La mort est là, mêlée à ces algues qui ondoient comme des chevelures de
noyés. On serait tenté de lui prêter les profondeurs de l’inconscient à
ce lac paisible, somnolent, mais qui semble garder en lui la mémoire
des crimes. Julien Burri ne fait toutefois que le suggérer: son roman
file d’une écriture concise, laconique, fluide comme l’exige son sujet.
En poète, il parvient à troubler le Léman. Le lac, qui dédouble le
monde dans ses reflets, apparaît lui-même comme un être double: eaux
lustrales d’un côté, eaux létales de l’autre.
MICHEL AUDÉTAT, Le Matin Dimanche
Julien Burri prend le pouls changeant du Léman
L'auteur lausannois livre un beau roman à six personnages, cinq humains et le lac
Paisible, lumineux, ondoyant, agité, tempétueux ou noir: le Léman peut
être tout cela. Le dernier livre du Lausannois Julien Burri, qui vient
de paraître aux Éditions Bernard Campiche, égrène aussi une palette de
nuances, du clair au sombre. Prendre l'eau
commence comme un polar rappelant une tragédie survenue il y a quatre
ans en Suisse. Un après-midi radieux au bord du Léman, un jeune couple
profite de sa «première plage de l'année». Odile et Simon embarquent
dans un canot pneumatique, puis c'est le drame. Elle se retrouve coupée
en deux par l'hélice d'un bateau.
Georges, doyen de la rédaction du quotidien L'Aurore,
est convaincu qu'il s'agit d'un meurtre. Le lecteur fait sa
connaissance trois ans après les faits, au moment du procès du
conducteur du bateau. Le journaliste n'a toujours pas pu prouver sa
théorie, le seul témoin de la scène demeurant introuvable. Le coupable,
un notable local qui a fait valoir une cataracte pour se dédouaner de
toute responsabilité dans l'accident, s'en tire à bon compte.
L'affiliation avec le roman policier s'arrête ici. Ce qui s'est
réellement passé ce jour-là importe moins que ce qui se trame en chacun
des protagonistes. Outre Georges, journaliste à l'ancienne qui aime
prendre son temps pour enquêter et se trouve finalement remercié par
son employeur, on croise le témoin, le survivant endeuillé, mais aussi
Monsieur, soit le coupable, et sa femme, Madame.
Enfermés dans leur solitude, tous composent l'image d'une réalité aussi
changeante que ce lac qu'ils côtoient quotidiennement. Car le
personnage principal, c'est lui, le Léman. La multiplicité des points
de vue fait exister autrement cette étendue d'eau, devenue banale pour
qui respire à ses côtés. De sa plume fluide et poétique, Julien Burri
lui confère une vraie personnalité. Le Léman offre aussi bien un «calme
sournois» qu'une manifestation plus bruyante: le lac déglutit,
gargouille, expulse de l'air, avant de redevenir «une nuit lisse et
brillante». Aussi insaisissable est la vérité. Fanatique des puzzles
les plus ardus depuis l'accident, Madame le sait: le lac, au bord
duquel est plantée la maison qu'elle partage avec Monsieur, est la
pièce manquante. Un paysage lacustre «tellement beau qu'on dirait une
image de synthèse», avait remarqué Odile peu avant de mourir. Mais,
contrairement à la lisse réalité virtuelle questionnée à plusieurs
reprises dans le livre, la peau changeante du lac cache ce qui se joue
dans ses profondeurs. Si le roman prend l'eau, c'est donc seulement
parce qu'il emmène le lecteur au-dessous de la surface éblouissante du
Léman. Dans les demi-vérités, les compromissions et les espoirs déçus.

Exercices —
A) Pouvez-vous recopier le passage de l'extrait sur Prendre l'eau qui commence aux mots « La mort est » et s'arrête après les mots « l’exige son sujet. » ?
B) Pouvez-vous réécrire sous forme de liste à puces le paragraphe de l'extrait sur Prendre l'eau qui commence par « Georges, doyen de la rédaction », en gardant ses faits essentiels ?
C) Dans l'extrait sur Prendre l'eau, quels adjectifs précèdent les deux-points dans la phrase qui commence par « Paisible, lumineux » ?

Enregistrements de données —
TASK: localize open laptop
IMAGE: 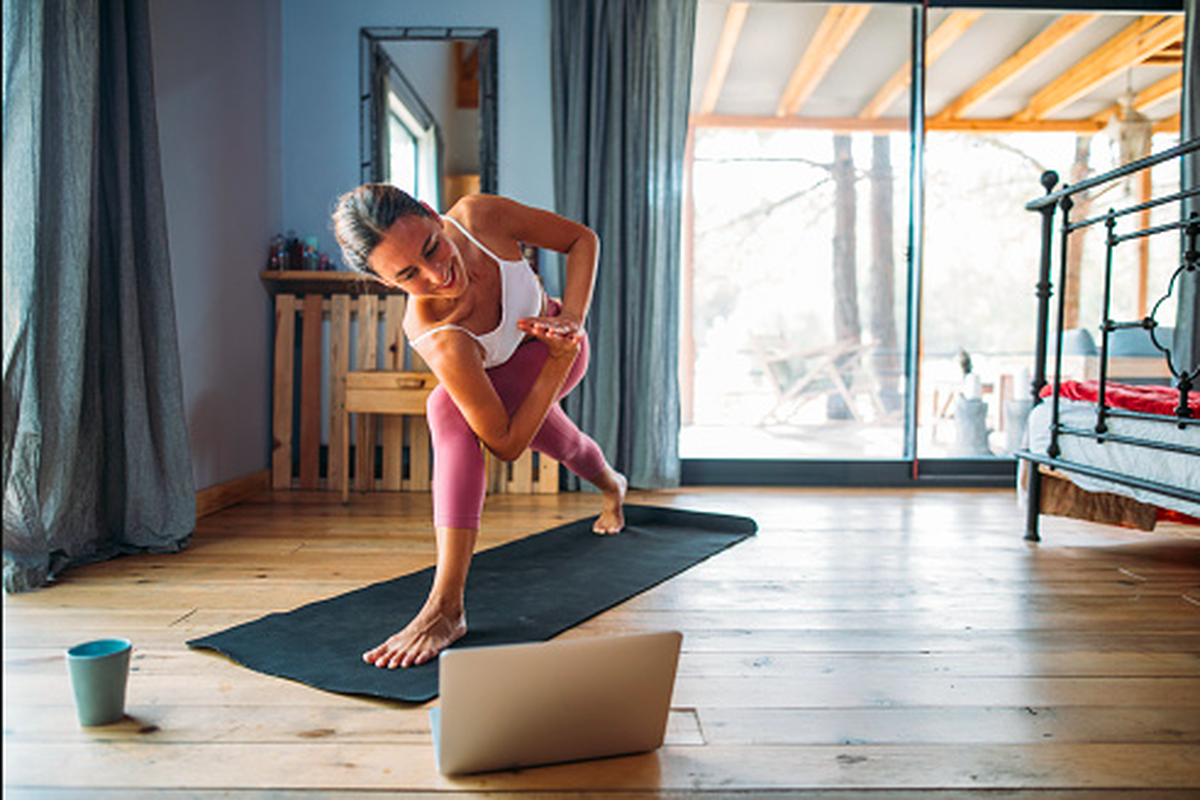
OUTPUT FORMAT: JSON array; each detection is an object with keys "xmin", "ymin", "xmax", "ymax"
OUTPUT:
[{"xmin": 430, "ymin": 631, "xmax": 683, "ymax": 775}]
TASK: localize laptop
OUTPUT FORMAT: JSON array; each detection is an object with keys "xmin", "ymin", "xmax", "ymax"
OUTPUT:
[{"xmin": 430, "ymin": 631, "xmax": 683, "ymax": 775}]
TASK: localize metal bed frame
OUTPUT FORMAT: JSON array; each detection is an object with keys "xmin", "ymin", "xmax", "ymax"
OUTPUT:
[{"xmin": 1016, "ymin": 138, "xmax": 1200, "ymax": 542}]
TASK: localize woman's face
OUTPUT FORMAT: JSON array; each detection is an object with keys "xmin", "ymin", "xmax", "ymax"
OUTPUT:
[{"xmin": 367, "ymin": 215, "xmax": 468, "ymax": 299}]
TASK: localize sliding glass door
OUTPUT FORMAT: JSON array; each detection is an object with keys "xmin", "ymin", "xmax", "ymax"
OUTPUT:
[
  {"xmin": 680, "ymin": 1, "xmax": 1183, "ymax": 482},
  {"xmin": 680, "ymin": 2, "xmax": 913, "ymax": 459}
]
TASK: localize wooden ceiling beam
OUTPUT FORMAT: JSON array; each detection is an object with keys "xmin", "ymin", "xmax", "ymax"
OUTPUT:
[
  {"xmin": 691, "ymin": 114, "xmax": 1123, "ymax": 133},
  {"xmin": 1153, "ymin": 112, "xmax": 1183, "ymax": 133},
  {"xmin": 1092, "ymin": 70, "xmax": 1183, "ymax": 122},
  {"xmin": 700, "ymin": 2, "xmax": 750, "ymax": 114},
  {"xmin": 1012, "ymin": 16, "xmax": 1183, "ymax": 122},
  {"xmin": 775, "ymin": 5, "xmax": 871, "ymax": 116},
  {"xmin": 858, "ymin": 11, "xmax": 983, "ymax": 119},
  {"xmin": 932, "ymin": 14, "xmax": 1099, "ymax": 122}
]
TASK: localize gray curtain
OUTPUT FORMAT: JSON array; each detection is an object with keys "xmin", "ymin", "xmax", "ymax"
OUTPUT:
[
  {"xmin": 551, "ymin": 0, "xmax": 696, "ymax": 488},
  {"xmin": 1172, "ymin": 0, "xmax": 1200, "ymax": 379},
  {"xmin": 2, "ymin": 0, "xmax": 196, "ymax": 591}
]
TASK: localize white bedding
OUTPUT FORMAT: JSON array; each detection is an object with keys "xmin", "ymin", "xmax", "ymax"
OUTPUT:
[{"xmin": 1028, "ymin": 398, "xmax": 1200, "ymax": 517}]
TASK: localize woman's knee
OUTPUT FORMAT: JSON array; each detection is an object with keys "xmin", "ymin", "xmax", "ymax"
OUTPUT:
[{"xmin": 425, "ymin": 386, "xmax": 472, "ymax": 435}]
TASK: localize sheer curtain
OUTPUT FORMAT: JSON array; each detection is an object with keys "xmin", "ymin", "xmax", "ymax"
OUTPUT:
[
  {"xmin": 551, "ymin": 0, "xmax": 696, "ymax": 488},
  {"xmin": 2, "ymin": 0, "xmax": 196, "ymax": 591}
]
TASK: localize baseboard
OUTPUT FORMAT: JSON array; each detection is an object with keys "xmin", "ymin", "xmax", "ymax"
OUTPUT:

Corrigé des exercices —
A)
La mort est là, mêlée à ces algues qui ondoient comme des chevelures de
noyés. On serait tenté de lui prêter les profondeurs de l’inconscient à
ce lac paisible, somnolent, mais qui semble garder en lui la mémoire
des crimes. Julien Burri ne fait toutefois que le suggérer: son roman
file d’une écriture concise, laconique, fluide comme l’exige son sujet.

B)
- Georges, doyen de la rédaction du quotidien L'Aurore, est convaincu qu'il s'agit d'un meurtre.
- Le lecteur le rencontre trois ans après les faits, au moment du procès du conducteur du bateau.
- Il n'a toujours pas pu prouver sa théorie, car le seul témoin de la scène reste introuvable.
- Le coupable, un notable local qui a invoqué une cataracte pour se dédouaner, s'en tire à bon compte.

C)
- paisible
- lumineux
- ondoyant
- agité
- tempétueux
- noir